_Page excerpt_:
>> Start
STORY: Wall Street’s main indexes closed lower on Tuesday, as chip stocks tumbled and the energy sector slid along with oil prices.
The Dow and S&P 500 each shed three-quarters of a percent, and the Nasdaq dropped one percent.
The energy index finished down 3% for its biggest one-day percentage decline since early October 2023 as crude prices fell on weaker demand expectations.
Still, Cole Smead, chief executive officer and portfolio manager at Smead Capital Management, sees the sector as a stronghold.
“If you look at CapEx as a percentage of operating cash flow, the history of the energy businesses is they always drill too much. It was kind of the old ‘drill baby drill,’ for lack of a better term. And what they’ve transformed into is now they’re investing vehicles. They are companies that produce high levels of free cash flow. They don’t drill like they did in the past. And when you track drilling, drilling was what they call CapEx. So when you track CapEx as a percentage of operating cash flow, you’ll find it’s gone to very low levels. And what that’s done is it unleashes the free cash flow.”
>> End
_Raw data_:
>> Start
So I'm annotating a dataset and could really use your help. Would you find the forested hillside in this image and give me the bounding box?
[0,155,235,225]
>> End
_Task prompt_: Extend the story above about Tuesday's stock market close, starting after its last sentence.

_The answer_:
In other movers, chip-equipment-maker ASML Holdings’ U.S.-listed shares tumbled 16% after reporting downbeat expectations for 2025 sales. That helped drag down the Philadelphia semiconductor index 5.3% for its biggest one-day drop since early September.
And fresh from a record-high close on Monday, shares of Nvidia fell more than 4.5% after a media report said the Biden administration is considering capping AI chip exports by U.S. companies.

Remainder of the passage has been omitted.